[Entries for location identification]
(begin)

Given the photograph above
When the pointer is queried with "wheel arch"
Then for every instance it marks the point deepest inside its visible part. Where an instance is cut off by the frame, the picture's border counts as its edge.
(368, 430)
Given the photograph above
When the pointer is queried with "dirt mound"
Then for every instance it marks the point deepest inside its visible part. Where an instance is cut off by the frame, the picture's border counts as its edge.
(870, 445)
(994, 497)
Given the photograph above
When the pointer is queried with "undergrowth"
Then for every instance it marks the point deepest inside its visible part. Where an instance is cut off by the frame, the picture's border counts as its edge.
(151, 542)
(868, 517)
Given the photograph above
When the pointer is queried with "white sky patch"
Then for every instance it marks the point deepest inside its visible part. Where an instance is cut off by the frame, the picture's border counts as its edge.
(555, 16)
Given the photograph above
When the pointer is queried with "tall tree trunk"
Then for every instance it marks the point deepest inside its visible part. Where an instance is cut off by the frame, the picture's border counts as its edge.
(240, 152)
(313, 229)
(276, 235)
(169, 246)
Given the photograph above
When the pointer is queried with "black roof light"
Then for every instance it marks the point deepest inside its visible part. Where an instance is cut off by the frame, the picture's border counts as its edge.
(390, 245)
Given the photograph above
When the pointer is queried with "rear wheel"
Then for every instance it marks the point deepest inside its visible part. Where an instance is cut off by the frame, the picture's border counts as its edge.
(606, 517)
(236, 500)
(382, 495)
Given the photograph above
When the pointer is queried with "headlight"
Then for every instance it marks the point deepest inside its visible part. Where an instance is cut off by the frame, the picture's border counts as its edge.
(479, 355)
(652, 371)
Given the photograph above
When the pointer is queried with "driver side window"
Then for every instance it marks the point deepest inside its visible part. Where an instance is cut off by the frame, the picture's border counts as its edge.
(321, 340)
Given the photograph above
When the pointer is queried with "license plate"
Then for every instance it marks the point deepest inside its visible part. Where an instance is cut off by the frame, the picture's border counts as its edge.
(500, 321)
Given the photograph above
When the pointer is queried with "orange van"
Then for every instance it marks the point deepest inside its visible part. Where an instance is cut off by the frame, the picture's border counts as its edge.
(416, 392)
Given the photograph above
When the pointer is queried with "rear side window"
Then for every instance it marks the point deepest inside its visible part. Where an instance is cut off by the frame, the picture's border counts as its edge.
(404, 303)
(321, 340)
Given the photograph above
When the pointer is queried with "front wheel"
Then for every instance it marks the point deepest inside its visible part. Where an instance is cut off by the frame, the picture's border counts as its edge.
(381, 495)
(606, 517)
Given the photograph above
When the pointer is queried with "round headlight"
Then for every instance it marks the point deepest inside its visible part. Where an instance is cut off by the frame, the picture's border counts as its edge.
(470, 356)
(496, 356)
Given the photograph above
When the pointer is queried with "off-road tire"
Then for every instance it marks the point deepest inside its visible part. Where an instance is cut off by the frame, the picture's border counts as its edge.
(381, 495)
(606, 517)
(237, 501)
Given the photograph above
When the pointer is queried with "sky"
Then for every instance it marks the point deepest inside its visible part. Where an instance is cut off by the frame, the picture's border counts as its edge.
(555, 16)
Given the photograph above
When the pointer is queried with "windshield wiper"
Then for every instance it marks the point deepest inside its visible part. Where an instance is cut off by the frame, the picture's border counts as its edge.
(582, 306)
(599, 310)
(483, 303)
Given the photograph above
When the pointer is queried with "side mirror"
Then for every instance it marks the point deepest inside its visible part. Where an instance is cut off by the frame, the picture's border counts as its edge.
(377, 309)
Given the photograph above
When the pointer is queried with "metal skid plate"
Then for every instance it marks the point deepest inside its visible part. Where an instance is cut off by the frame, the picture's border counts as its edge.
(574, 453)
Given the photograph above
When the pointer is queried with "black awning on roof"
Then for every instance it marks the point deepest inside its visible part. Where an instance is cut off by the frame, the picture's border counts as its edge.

(end)

INSTRUCTIONS FOR THE TASK -> Report each line above that contains the word "window", reproducing every such line in full.

COMPLETE OUTPUT ->
When the pointer is queried with "driver side window"
When the pointer is queried with "rear side window"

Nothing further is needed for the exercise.